■ Set problem
Reproduce the listing below line for line, but leave out the pictures.

********************

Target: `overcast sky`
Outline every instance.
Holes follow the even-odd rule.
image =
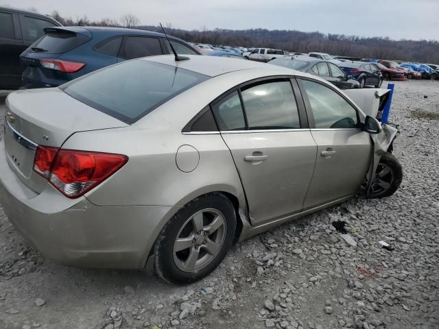
[[[57,10],[64,16],[119,19],[173,27],[319,31],[394,39],[439,40],[439,0],[5,0],[14,7]]]

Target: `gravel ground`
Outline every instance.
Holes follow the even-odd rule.
[[[439,83],[395,84],[404,170],[395,195],[355,198],[237,243],[196,284],[54,265],[0,207],[0,328],[439,328]],[[332,225],[340,221],[351,244]]]

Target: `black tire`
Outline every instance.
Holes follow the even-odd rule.
[[[381,199],[390,197],[394,193],[403,181],[403,169],[398,159],[388,152],[383,154],[378,164],[375,178],[375,181],[370,186],[368,197]]]
[[[189,225],[188,220],[195,214],[206,209],[213,209],[223,215],[226,223],[224,243],[218,254],[215,256],[210,256],[212,260],[204,267],[192,271],[182,271],[174,260],[174,242],[179,238],[178,235],[181,230],[185,228],[185,226]],[[203,222],[204,221],[205,219],[203,219]],[[176,284],[194,282],[206,276],[221,263],[232,245],[235,238],[236,221],[233,205],[222,193],[208,194],[191,201],[178,210],[160,232],[154,247],[156,272],[165,281]],[[192,247],[193,247],[188,249],[191,251]],[[202,250],[202,247],[198,247],[198,248]],[[183,250],[185,252],[188,251],[188,249]],[[209,253],[206,252],[205,254]],[[190,254],[187,259],[189,258]]]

********************

■ Full solution
Target: `overcast sky`
Outline every instance.
Holes follow the even-odd rule.
image =
[[[57,10],[64,16],[119,19],[173,27],[319,31],[394,39],[439,40],[439,0],[5,0],[14,7]]]

Target: `gravel ground`
Outline every instance.
Holes follow the even-odd rule.
[[[439,83],[395,84],[404,170],[395,195],[355,198],[237,243],[196,284],[54,265],[0,207],[0,328],[439,328]],[[332,225],[340,221],[351,244]]]

Target: `black tire`
Outline every instance.
Holes follow the even-odd rule.
[[[381,199],[390,197],[394,193],[403,181],[403,169],[398,159],[388,152],[383,154],[378,164],[375,178],[375,181],[370,186],[368,197]]]
[[[189,225],[188,220],[195,214],[206,209],[213,209],[223,215],[226,223],[224,243],[218,254],[215,256],[210,256],[212,260],[204,267],[192,271],[182,271],[174,260],[174,242],[179,238],[178,235],[181,230],[185,228],[185,226]],[[203,222],[204,221],[205,219],[203,219]],[[176,284],[194,282],[206,276],[221,263],[232,245],[235,238],[236,221],[233,205],[222,193],[208,194],[191,201],[178,210],[160,232],[154,247],[156,272],[165,281]],[[192,247],[193,247],[188,249],[191,251]],[[202,250],[202,247],[198,247],[198,248]],[[183,250],[185,252],[188,251],[188,249]],[[209,253],[206,252],[205,254]],[[190,254],[187,259],[189,258]]]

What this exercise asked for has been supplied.